Extracted data entries
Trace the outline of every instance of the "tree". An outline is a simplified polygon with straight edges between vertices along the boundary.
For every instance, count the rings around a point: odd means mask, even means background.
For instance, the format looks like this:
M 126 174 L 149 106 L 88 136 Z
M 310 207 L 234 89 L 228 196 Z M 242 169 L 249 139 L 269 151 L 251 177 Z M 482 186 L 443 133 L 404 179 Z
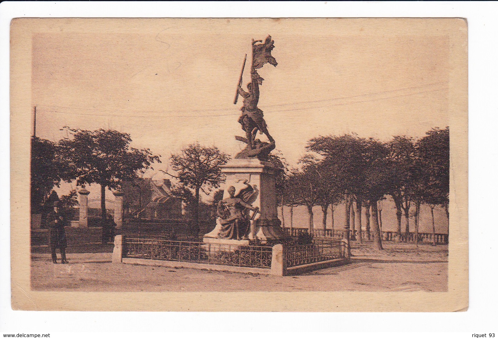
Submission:
M 282 213 L 282 227 L 285 228 L 285 221 L 283 216 L 283 207 L 285 204 L 284 191 L 287 187 L 289 165 L 280 152 L 268 155 L 268 162 L 278 169 L 277 174 L 275 176 L 275 192 L 278 201 L 277 203 L 280 205 Z
M 76 189 L 73 189 L 67 195 L 62 195 L 59 199 L 59 207 L 64 208 L 72 208 L 78 205 L 78 193 Z
M 204 147 L 198 142 L 189 145 L 178 154 L 172 154 L 171 169 L 177 175 L 166 172 L 176 177 L 183 186 L 193 190 L 192 200 L 193 234 L 199 234 L 200 225 L 199 205 L 200 192 L 209 195 L 212 189 L 220 187 L 225 181 L 220 166 L 226 164 L 230 157 L 220 151 L 216 147 Z
M 432 192 L 434 202 L 442 206 L 449 221 L 450 128 L 433 128 L 417 143 L 424 167 L 425 185 Z
M 335 190 L 342 194 L 345 201 L 346 222 L 344 237 L 347 243 L 350 240 L 350 216 L 348 207 L 352 196 L 356 200 L 356 228 L 358 238 L 362 241 L 361 211 L 365 194 L 365 163 L 363 151 L 364 140 L 355 134 L 340 136 L 319 136 L 310 140 L 307 150 L 323 157 L 324 166 L 328 168 L 328 177 L 333 179 Z M 349 244 L 348 244 L 349 246 Z
M 405 232 L 409 226 L 409 211 L 413 194 L 413 171 L 416 160 L 416 150 L 413 140 L 406 136 L 395 136 L 387 144 L 389 149 L 387 165 L 391 171 L 390 189 L 388 192 L 392 197 L 396 206 L 397 235 L 399 242 L 401 235 L 401 216 L 404 211 L 406 219 Z
M 319 205 L 320 201 L 318 191 L 319 184 L 317 183 L 319 177 L 314 168 L 318 162 L 318 159 L 312 155 L 305 155 L 298 162 L 302 165 L 302 170 L 294 175 L 298 203 L 305 205 L 308 211 L 310 235 L 313 234 L 314 229 L 313 207 Z
M 384 198 L 391 184 L 391 173 L 387 161 L 389 151 L 384 144 L 372 138 L 364 140 L 363 144 L 365 197 L 372 210 L 374 246 L 380 250 L 382 247 L 377 203 Z
M 154 162 L 160 163 L 159 158 L 149 149 L 130 147 L 129 134 L 112 129 L 65 129 L 69 135 L 59 142 L 58 156 L 68 165 L 61 175 L 65 180 L 76 179 L 78 185 L 100 185 L 102 241 L 106 242 L 106 188 L 119 188 L 123 181 L 132 180 Z
M 59 186 L 64 162 L 58 161 L 57 145 L 33 137 L 31 140 L 31 212 L 42 213 L 45 197 L 54 186 Z
M 417 201 L 429 205 L 432 220 L 433 244 L 436 245 L 434 209 L 443 206 L 449 221 L 448 205 L 450 193 L 450 132 L 434 128 L 417 143 L 418 152 Z M 418 213 L 416 214 L 418 215 Z M 418 225 L 418 223 L 417 223 Z M 418 228 L 418 226 L 417 226 Z M 418 231 L 417 231 L 418 232 Z
M 294 207 L 299 205 L 299 176 L 296 175 L 298 171 L 294 168 L 289 170 L 286 176 L 285 187 L 283 190 L 284 204 L 290 207 L 290 233 L 292 233 Z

◆ **Written request**
Rewrite the data above as a Markdown table with the columns "Row" and "Line", starting at the first line and stopping after the line that contains "M 335 190 L". Leave out blank lines and the pictures.

◆ **Result**
| Row | Line |
|---|---|
| 1 | Trace the outline of every instance of the "tree". An outline is a simplified polygon with straight edges between vertices along the boundary. |
| 2 | For every instance, count the rings around a point: odd means mask, even means background. |
| 3 | For instance, the format looks like this: |
| 4 | M 126 174 L 149 106 L 88 136 Z |
| 5 | M 310 207 L 234 89 L 228 196 Z M 242 169 L 249 139 L 269 151 L 251 177 Z M 482 186 L 443 133 L 404 179 Z |
| 6 | Submission: |
| 7 | M 282 213 L 282 227 L 285 228 L 285 221 L 283 216 L 283 207 L 285 204 L 284 191 L 287 187 L 289 165 L 280 152 L 268 155 L 268 162 L 278 169 L 277 174 L 275 176 L 275 192 L 278 201 L 277 203 L 280 205 Z |
| 8 | M 76 189 L 73 189 L 67 195 L 62 195 L 59 199 L 59 207 L 64 208 L 72 208 L 78 205 L 78 193 Z |
| 9 | M 204 147 L 198 142 L 189 145 L 178 154 L 172 154 L 171 169 L 177 175 L 166 172 L 176 177 L 183 186 L 193 190 L 192 200 L 193 234 L 199 234 L 200 225 L 199 205 L 200 192 L 209 195 L 212 189 L 220 187 L 225 181 L 220 166 L 226 164 L 230 157 L 220 151 L 216 147 Z |
| 10 | M 432 192 L 434 202 L 442 206 L 449 221 L 450 128 L 433 128 L 417 143 L 424 167 L 425 185 Z |
| 11 | M 335 190 L 342 194 L 345 201 L 346 222 L 344 237 L 347 243 L 350 240 L 350 216 L 348 207 L 352 196 L 356 200 L 356 228 L 358 238 L 362 241 L 361 211 L 365 194 L 365 163 L 363 151 L 364 140 L 355 134 L 340 136 L 319 136 L 310 140 L 307 150 L 323 157 L 324 166 L 328 168 L 328 177 L 333 179 Z M 349 244 L 348 244 L 349 246 Z |